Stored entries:
--- --- ---

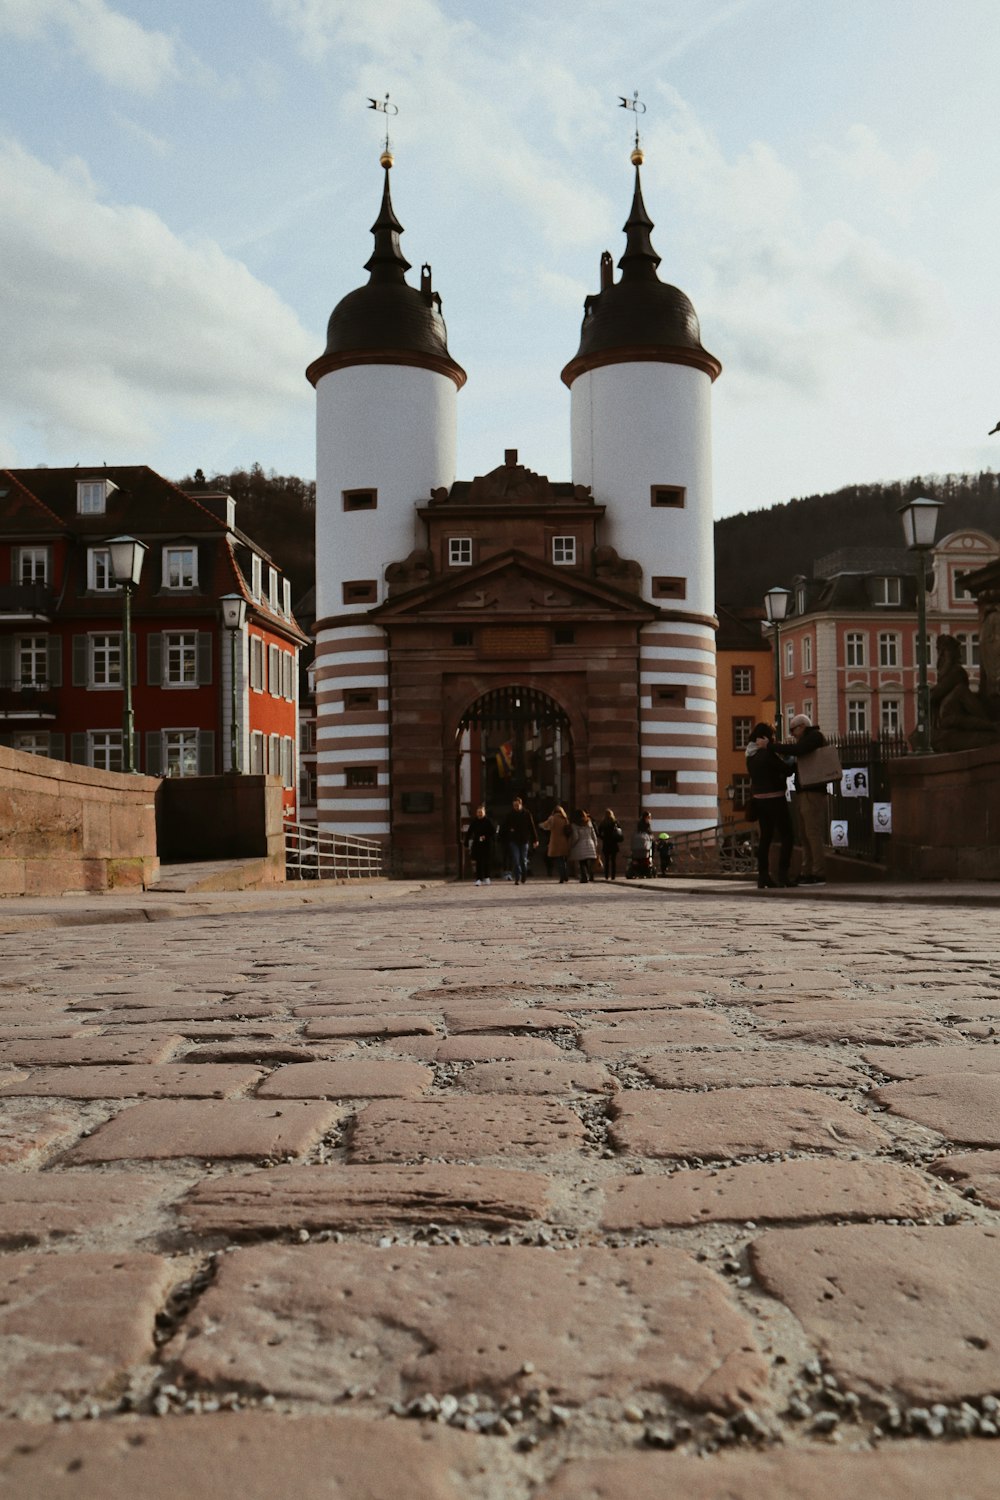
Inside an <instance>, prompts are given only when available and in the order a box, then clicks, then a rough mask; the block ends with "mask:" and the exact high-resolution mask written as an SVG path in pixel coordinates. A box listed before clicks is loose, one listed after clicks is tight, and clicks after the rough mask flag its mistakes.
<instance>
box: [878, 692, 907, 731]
mask: <svg viewBox="0 0 1000 1500" xmlns="http://www.w3.org/2000/svg"><path fill="white" fill-rule="evenodd" d="M901 727H903V714H901V709H900V699H898V697H883V699H882V732H883V733H886V735H895V733H898V730H900V729H901Z"/></svg>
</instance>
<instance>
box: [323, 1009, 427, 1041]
mask: <svg viewBox="0 0 1000 1500" xmlns="http://www.w3.org/2000/svg"><path fill="white" fill-rule="evenodd" d="M433 1035H435V1025H433V1022H429V1020H427V1017H426V1016H378V1014H376V1016H322V1017H316V1019H315V1020H310V1022H309V1023H307V1025H306V1037H346V1038H351V1037H433Z"/></svg>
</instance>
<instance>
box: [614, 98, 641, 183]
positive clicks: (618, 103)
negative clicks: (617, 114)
mask: <svg viewBox="0 0 1000 1500" xmlns="http://www.w3.org/2000/svg"><path fill="white" fill-rule="evenodd" d="M618 104H619V105H621V108H622V110H631V113H633V114H634V115H636V144H634V145H633V151H631V157H630V160H631V163H633V166H642V160H643V156H642V145H640V144H639V115H640V114H645V113H646V107H645V104H643V102H642V99H640V98H639V90H637V89H636V90H634V93H633V96H631V99H627V98H625V95H619V96H618Z"/></svg>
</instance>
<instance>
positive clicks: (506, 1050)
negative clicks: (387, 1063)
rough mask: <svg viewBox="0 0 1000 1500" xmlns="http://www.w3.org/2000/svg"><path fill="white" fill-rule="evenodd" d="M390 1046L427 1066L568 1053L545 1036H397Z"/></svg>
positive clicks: (494, 1060) (541, 1058) (395, 1050)
mask: <svg viewBox="0 0 1000 1500" xmlns="http://www.w3.org/2000/svg"><path fill="white" fill-rule="evenodd" d="M388 1046H390V1047H391V1050H393V1052H402V1053H405V1055H406V1056H408V1058H426V1059H427V1062H538V1061H541V1059H544V1058H553V1059H558V1058H562V1059H564V1061H565V1056H567V1053H565V1050H564V1049H562V1047H559V1046H558V1044H556V1043H553V1041H547V1040H546V1038H544V1037H489V1035H487V1037H412V1038H402V1037H397V1038H396V1037H394V1038H393V1040H391V1041H390V1043H388Z"/></svg>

--- --- ---

A word-for-word copy of all the data is required, minus the pictures.

Inside an <instance>, prompts are given only when available and in the order a box, then clicks, then a rough mask; the block ends with "mask:" and the exact high-resolution mask written as an SVG path in pixel coordinates. A box listed before clicks is loose, one listed after clicks is tight, and clicks after the rough mask flag its mistakes.
<instance>
box: [878, 692, 907, 731]
mask: <svg viewBox="0 0 1000 1500" xmlns="http://www.w3.org/2000/svg"><path fill="white" fill-rule="evenodd" d="M901 727H903V714H901V709H900V699H898V697H883V699H882V732H883V733H886V735H895V733H898V730H900V729H901Z"/></svg>
</instance>
<instance>
box: [323, 1009, 427, 1041]
mask: <svg viewBox="0 0 1000 1500" xmlns="http://www.w3.org/2000/svg"><path fill="white" fill-rule="evenodd" d="M433 1035H435V1025H433V1022H429V1020H427V1017H426V1016H378V1014H376V1016H322V1017H316V1019H315V1020H310V1022H309V1023H307V1025H306V1037H346V1038H351V1037H433Z"/></svg>
</instance>
<instance>
box: [614, 98, 641, 183]
positive clicks: (618, 103)
negative clicks: (617, 114)
mask: <svg viewBox="0 0 1000 1500" xmlns="http://www.w3.org/2000/svg"><path fill="white" fill-rule="evenodd" d="M618 104H619V105H621V108H622V110H631V113H633V114H634V115H636V144H634V145H633V151H631V157H630V160H631V163H633V166H642V160H643V156H642V145H640V144H639V115H640V114H645V113H646V107H645V104H643V102H642V99H640V98H639V90H637V89H636V90H634V93H633V96H631V99H627V98H625V95H619V96H618Z"/></svg>
</instance>
<instance>
positive clicks: (506, 1050)
negative clicks: (387, 1063)
rough mask: <svg viewBox="0 0 1000 1500" xmlns="http://www.w3.org/2000/svg"><path fill="white" fill-rule="evenodd" d="M390 1046L427 1066L568 1053L545 1036H397Z"/></svg>
positive clicks: (494, 1060) (541, 1058) (395, 1050)
mask: <svg viewBox="0 0 1000 1500" xmlns="http://www.w3.org/2000/svg"><path fill="white" fill-rule="evenodd" d="M388 1046H390V1047H391V1050H393V1052H402V1053H405V1055H406V1056H408V1058H426V1059H427V1062H538V1061H541V1059H544V1058H553V1059H558V1058H562V1059H564V1061H565V1056H567V1053H565V1050H564V1049H562V1047H559V1046H558V1044H556V1043H553V1041H547V1040H546V1038H544V1037H489V1035H487V1037H412V1038H402V1037H397V1038H396V1037H394V1038H393V1040H391V1041H390V1043H388Z"/></svg>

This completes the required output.